▸ WORK TASK
Go through the records below and set each one down exactly, leaving out any pictures.

[SUPPLIED DATA Boundary: Start]

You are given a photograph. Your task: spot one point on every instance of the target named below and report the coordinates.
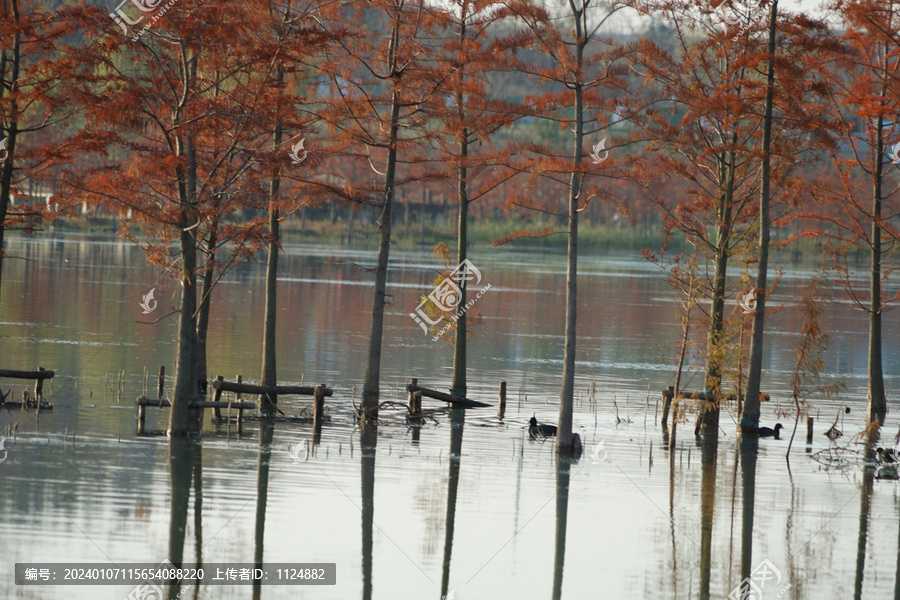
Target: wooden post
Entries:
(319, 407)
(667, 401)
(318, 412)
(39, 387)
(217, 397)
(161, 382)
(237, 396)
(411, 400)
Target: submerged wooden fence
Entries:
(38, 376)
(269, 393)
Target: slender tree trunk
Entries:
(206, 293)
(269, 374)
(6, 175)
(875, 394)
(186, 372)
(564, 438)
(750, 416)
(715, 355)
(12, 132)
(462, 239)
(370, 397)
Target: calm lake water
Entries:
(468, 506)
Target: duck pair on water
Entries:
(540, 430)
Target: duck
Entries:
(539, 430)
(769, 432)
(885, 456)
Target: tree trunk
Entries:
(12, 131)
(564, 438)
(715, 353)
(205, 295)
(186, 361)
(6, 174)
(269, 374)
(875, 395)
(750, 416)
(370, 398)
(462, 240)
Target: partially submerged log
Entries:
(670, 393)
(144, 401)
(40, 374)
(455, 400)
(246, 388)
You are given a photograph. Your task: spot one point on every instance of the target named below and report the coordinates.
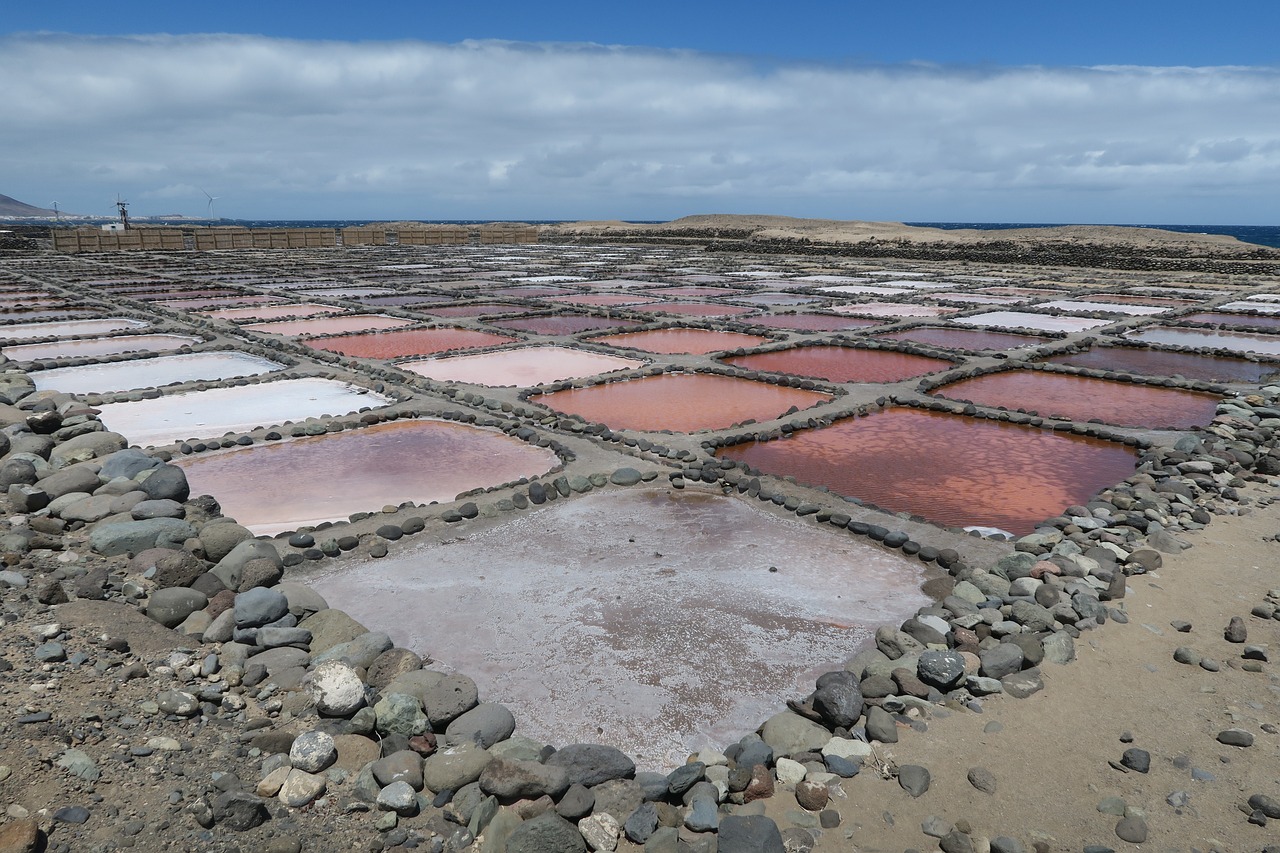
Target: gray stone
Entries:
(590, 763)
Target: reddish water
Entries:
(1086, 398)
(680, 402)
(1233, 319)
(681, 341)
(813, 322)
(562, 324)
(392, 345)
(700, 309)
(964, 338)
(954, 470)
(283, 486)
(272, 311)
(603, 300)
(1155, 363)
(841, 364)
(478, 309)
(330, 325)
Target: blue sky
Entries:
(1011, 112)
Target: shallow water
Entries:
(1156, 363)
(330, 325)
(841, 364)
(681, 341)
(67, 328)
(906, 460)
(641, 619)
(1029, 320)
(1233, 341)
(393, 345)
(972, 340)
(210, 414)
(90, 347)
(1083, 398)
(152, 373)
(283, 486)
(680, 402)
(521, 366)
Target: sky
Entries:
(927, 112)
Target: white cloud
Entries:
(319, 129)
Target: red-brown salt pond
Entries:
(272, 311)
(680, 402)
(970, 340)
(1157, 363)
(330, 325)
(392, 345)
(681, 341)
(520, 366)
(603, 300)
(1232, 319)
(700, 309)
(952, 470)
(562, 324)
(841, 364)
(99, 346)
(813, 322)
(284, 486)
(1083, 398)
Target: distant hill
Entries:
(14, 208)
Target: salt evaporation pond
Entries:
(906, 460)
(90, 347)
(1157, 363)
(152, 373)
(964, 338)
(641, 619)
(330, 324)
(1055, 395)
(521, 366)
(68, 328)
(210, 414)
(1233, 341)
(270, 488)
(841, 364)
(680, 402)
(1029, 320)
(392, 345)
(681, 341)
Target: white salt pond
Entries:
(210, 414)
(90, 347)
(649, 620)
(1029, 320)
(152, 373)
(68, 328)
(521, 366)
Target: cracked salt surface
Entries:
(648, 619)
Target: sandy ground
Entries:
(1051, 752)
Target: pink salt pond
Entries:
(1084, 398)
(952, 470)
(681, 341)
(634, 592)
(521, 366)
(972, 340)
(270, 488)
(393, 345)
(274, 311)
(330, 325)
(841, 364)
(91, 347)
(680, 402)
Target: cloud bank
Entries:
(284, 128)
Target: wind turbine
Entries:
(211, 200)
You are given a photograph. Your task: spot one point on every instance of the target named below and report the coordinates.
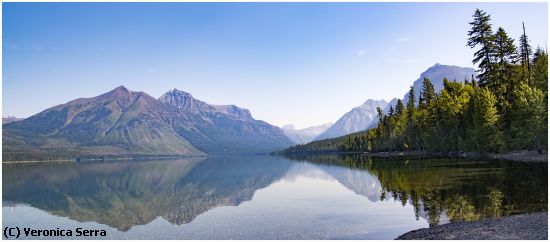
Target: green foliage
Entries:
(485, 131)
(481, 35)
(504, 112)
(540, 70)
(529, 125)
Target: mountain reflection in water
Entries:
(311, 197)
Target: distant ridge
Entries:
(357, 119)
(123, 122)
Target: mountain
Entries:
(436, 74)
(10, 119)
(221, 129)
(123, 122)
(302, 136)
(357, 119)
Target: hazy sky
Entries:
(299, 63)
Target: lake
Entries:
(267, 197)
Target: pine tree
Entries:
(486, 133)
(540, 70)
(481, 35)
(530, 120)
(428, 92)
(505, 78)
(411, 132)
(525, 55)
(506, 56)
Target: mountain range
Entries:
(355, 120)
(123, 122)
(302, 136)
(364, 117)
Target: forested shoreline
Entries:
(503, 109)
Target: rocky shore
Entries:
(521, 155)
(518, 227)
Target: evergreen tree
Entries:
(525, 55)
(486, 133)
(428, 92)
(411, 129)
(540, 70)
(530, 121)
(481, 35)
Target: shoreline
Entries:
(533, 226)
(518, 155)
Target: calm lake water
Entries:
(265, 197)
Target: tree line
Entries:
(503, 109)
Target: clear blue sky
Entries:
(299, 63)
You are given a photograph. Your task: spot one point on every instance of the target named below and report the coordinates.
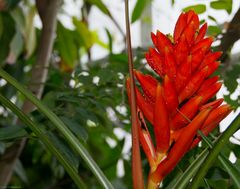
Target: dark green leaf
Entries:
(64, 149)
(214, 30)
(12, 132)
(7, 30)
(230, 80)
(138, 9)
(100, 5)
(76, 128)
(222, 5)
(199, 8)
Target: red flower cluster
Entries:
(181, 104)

[SUPPLIED DATA Boundary: End]

▸ SOLUTION FOR THIS TASK
You are given a photograph. Your task: spot one point on every instance of the target named below and report the coordinates.
Target: wooden post
Entries:
(319, 407)
(667, 401)
(318, 412)
(39, 387)
(217, 397)
(161, 382)
(237, 396)
(411, 400)
Target: submerged wooden fence
Entries:
(38, 376)
(269, 393)
Target: slender tree trunk
Entries:
(206, 293)
(269, 374)
(6, 175)
(875, 394)
(186, 372)
(564, 438)
(750, 416)
(715, 355)
(12, 132)
(462, 239)
(370, 397)
Target: calm lake water
Entries:
(468, 506)
Target: duck pair on water
Entries:
(540, 430)
Target: duck
Entries:
(539, 430)
(769, 432)
(885, 456)
Target: tree trunk
Entries:
(12, 131)
(564, 438)
(715, 353)
(205, 295)
(186, 361)
(6, 174)
(269, 374)
(875, 395)
(750, 416)
(370, 398)
(462, 240)
Target: partially submerged log
Entries:
(670, 393)
(144, 401)
(40, 374)
(455, 400)
(246, 388)
You are given a photograph. Your task: spot one point on every instance of the target named below and report the coordinates.
Target: gray stone
Entries:
(590, 763)
Target: reddish water
Entries:
(1086, 398)
(680, 402)
(1233, 319)
(681, 341)
(813, 322)
(562, 324)
(392, 345)
(700, 309)
(964, 338)
(954, 470)
(283, 486)
(272, 311)
(603, 300)
(1155, 363)
(841, 364)
(478, 309)
(330, 325)
Target: blue sky
Entries:
(1011, 112)
Target: shallow water
Entries:
(1156, 363)
(330, 325)
(841, 364)
(681, 341)
(67, 328)
(906, 460)
(641, 619)
(1029, 320)
(1233, 341)
(393, 345)
(972, 340)
(210, 414)
(90, 347)
(1083, 398)
(152, 373)
(283, 486)
(680, 402)
(521, 366)
Target: sky
Entries:
(927, 112)
Target: white cloud
Entries:
(319, 129)
Target: red-brown salt pond
Entries:
(272, 311)
(680, 402)
(970, 340)
(1157, 363)
(330, 325)
(392, 345)
(681, 341)
(520, 366)
(603, 300)
(1232, 319)
(700, 309)
(952, 470)
(562, 324)
(841, 364)
(99, 346)
(813, 322)
(284, 486)
(1083, 398)
Target: distant hill
Entries:
(14, 208)
Target: salt evaporation pond
Entries:
(906, 460)
(90, 347)
(1157, 363)
(152, 373)
(964, 338)
(641, 619)
(330, 324)
(1055, 395)
(521, 366)
(68, 328)
(210, 414)
(1233, 341)
(270, 488)
(841, 364)
(680, 402)
(1029, 320)
(392, 345)
(681, 341)
Target: white salt pond
Entries:
(210, 414)
(90, 347)
(649, 620)
(1029, 320)
(152, 373)
(68, 328)
(521, 366)
Target: cracked salt surface
Entries:
(648, 619)
Target: sandy ground
Entries:
(1051, 752)
Target: pink salt pond
Entries:
(1084, 398)
(952, 470)
(681, 341)
(634, 592)
(521, 366)
(972, 340)
(270, 488)
(393, 345)
(274, 311)
(330, 325)
(841, 364)
(91, 347)
(680, 402)
Target: cloud bank
Entries:
(284, 128)
Target: wind turbine
Entries:
(211, 200)
You are given a photograph. Your task: spot one point on every instance of the target named below and report the coordinates.
Target: green foliage
Entries:
(485, 131)
(481, 35)
(504, 112)
(540, 70)
(529, 125)
Target: mountain reflection in water
Entries:
(311, 197)
Target: distant ridge
Entries:
(357, 119)
(123, 122)
Target: mountain
Entries:
(436, 74)
(10, 119)
(221, 129)
(123, 122)
(302, 136)
(357, 119)
Target: hazy sky
Entries:
(299, 63)
Target: lake
Entries:
(267, 197)
Target: pine tree
Entries:
(486, 133)
(540, 70)
(481, 35)
(530, 120)
(428, 92)
(505, 78)
(411, 132)
(525, 55)
(506, 56)
Target: mountain range
Entries:
(355, 120)
(123, 122)
(302, 136)
(364, 117)
Target: forested shoreline
Entries:
(503, 109)
Target: rocky shore
Entries:
(521, 155)
(518, 227)
Target: evergreen tree
Entries:
(525, 55)
(486, 133)
(428, 92)
(411, 129)
(540, 70)
(530, 121)
(481, 35)
Target: shoreline
Entries:
(533, 226)
(518, 155)
Target: calm lake water
Entries:
(265, 197)
Target: tree line
Entries:
(503, 109)
Target: clear blue sky
Entries:
(299, 63)
You are given a photograph. Your task: spot one point on every instance of the target named below and report the coordinates.
Target: dark green leaf
Entries:
(64, 149)
(214, 30)
(12, 132)
(7, 30)
(230, 80)
(138, 9)
(100, 5)
(76, 128)
(222, 5)
(199, 8)
Target: red flower cluster
Entries:
(181, 104)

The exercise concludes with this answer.